SOURCE DOCUMENT |
-------

First off, the constant functions $-1$, $0$ (where $0^0 = 0$), and $1$ satisfy the functional equation. Let us now find the remaining continuous functions that satisfy the equation.

According to Martin Nicholson's comment, for all $a$, $x$, $y$: $$f(a)^{f(xy)} = f(a^{xy}) = f(a^x)^{f(y)} = f(a)^{f(x)f(y)}.$$ Therefore if there is some $a$ for which $1 \ne f(a) > 0$ then $f(xy) = f(x)f(y)$. By this answer, $f(x)$ must then be of the form $x^c$ for some constant $c$. So: $$(a^b)^c = f(a^b) = f(a)^{f(b)} = (a^c)^{b^c}$$ which implies that $c \in \{0, 1\}$. If $c$ is $0$ then $f = 1$; otherwise $f$ is the identity function.

-------

REQUIREMENTS |
[A] Copy the functional equation answer from "First off, the" to "the identity function.".
[B] List every constant function that the functional equation answer says satisfies the equation.
[C] Pick up the functional equation answer after its final sentence and continue it.

-------

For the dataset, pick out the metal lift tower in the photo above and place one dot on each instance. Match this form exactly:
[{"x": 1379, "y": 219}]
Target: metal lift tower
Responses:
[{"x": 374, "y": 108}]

-------

THE REPLIES |
[A]
First off, the constant functions $-1$, $0$ (where $0^0 = 0$), and $1$ satisfy the functional equation. Let us now find the remaining continuous functions that satisfy the equation.

According to Martin Nicholson's comment, for all $a$, $x$, $y$: $$f(a)^{f(xy)} = f(a^{xy}) = f(a^x)^{f(y)} = f(a)^{f(x)f(y)}.$$ Therefore if there is some $a$ for which $1 \ne f(a) > 0$ then $f(xy) = f(x)f(y)$. By this answer, $f(x)$ must then be of the form $x^c$ for some constant $c$. So: $$(a^b)^c = f(a^b) = f(a)^{f(b)} = (a^c)^{b^c}$$ which implies that $c \in \{0, 1\}$. If $c$ is $0$ then $f = 1$; otherwise $f$ is the identity function.

[B]
The constant functions are:
- $-1$
- $0$ (taking $0^0 = 0$)
- $1$

[C]
Now we show that such an $a$ mentioned above exists. Note that $f$ preserves power towers: $$f\left(x^{x^\ldots}\right) = f(x)^{f\left(x^{x^\ldots}\right)}$$ so $$f\left(x^{x^\ldots}\right) = f(x)^{f(x)^\ldots}.$$ As power towers are defined for exactly those $x \in I := \left[e^{-e}, e^\frac{1}{e}\right]$ and as $f\left(x^{x^\ldots}\right)$ is defined for any $x \in I$, $f$ maps this interval to itself. If $f$ were $1$ on this interval then the functional equation would require $f$ to be $1$ everywhere. Thus if $f \ne 1$ then there must be some $a \in I$ for which $f(a) \in I$, $f(a) \ne 1$, which gives the required $a$.

In summary, the continuous functions that satisfy the functional equation are $-1$, $0$ (if $0^0 = 0$), $1$, and the identity.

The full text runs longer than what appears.